| Activity list |
- A) Copy the stretch of the IH 350 steering thread below from "I have a 350" through "a '56 model.".
- B) According to the IH 350 steering thread below, in which years was the 350 utility built?

| Document section |
################

# IH 350 Busted power steering box



## steelman1026 (Mar 19, 2011)

I Picked up a what I believe to be a late 50's IH 350 utility with loader. It ran great and still does put the power steering box basically sheered apart due to I believe it not be adjusted and allowing to much slop? nI took it apart and had to weld some areas and re tap and drill out some of the holes. I am just having trouble putting it together I need a exploded diagram and to know how to set everything back so it functions properly, I hope someone out there is familiar with this issue. thanks in advance.


----------



## Hoodoo Valley (Nov 14, 2006)

Welcome to the forum Steelman!


----------



## caseman-d (Nov 29, 2003)

go to cnh.com and you can go into parts manuals for all IH and farmall equipment. You can also try going into caseih.com also.
caseman-d


----------



## Country Boy (Mar 18, 2010)

I have a 350 utility with manual steering and I know that those boxes are a problem. Ours has been rebuilt countless times, and it only seems to last 5-10 years before it is junk again.

FYI, the 350 utility was built from 1956-1958. Ours is a '56 model.


If you look here you can search for 350 and click on 350 International Utility Tractor. Its under Chassis and is diagram #252. I was looking there earlier today for some parts for the Fast Hitch on mine, so I had it bookmarked.


----------

################

| Source data |
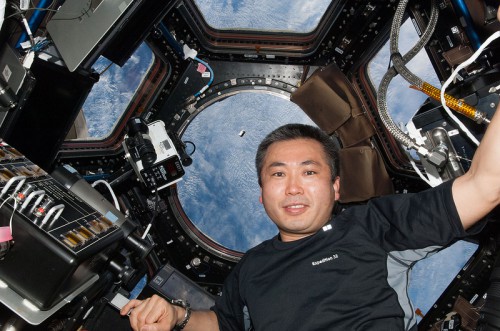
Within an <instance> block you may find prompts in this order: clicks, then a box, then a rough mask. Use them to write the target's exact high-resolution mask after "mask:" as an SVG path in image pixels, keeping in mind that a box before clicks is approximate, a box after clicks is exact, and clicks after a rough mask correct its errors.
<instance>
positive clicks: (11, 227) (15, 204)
mask: <svg viewBox="0 0 500 331" xmlns="http://www.w3.org/2000/svg"><path fill="white" fill-rule="evenodd" d="M10 199H13V200H14V209H13V210H12V215H10V221H9V228H10V235H11V236H12V219H13V218H14V213H15V212H16V209H17V200H16V198H15V197H14V195H13V194H12V195H9V196H8V197H7V198H6V199H5V200H4V201H3V202H2V204H0V209H2V207H3V205H5V203H6V202H7V201H9V200H10Z"/></svg>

################

| Solutions to the problems |
- A)
I have a 350 utility with manual steering and I know that those boxes are a problem. Ours has been rebuilt countless times, and it only seems to last 5-10 years before it is junk again.

FYI, the 350 utility was built from 1956-1958. Ours is a '56 model.

- B) From 1956 through 1958.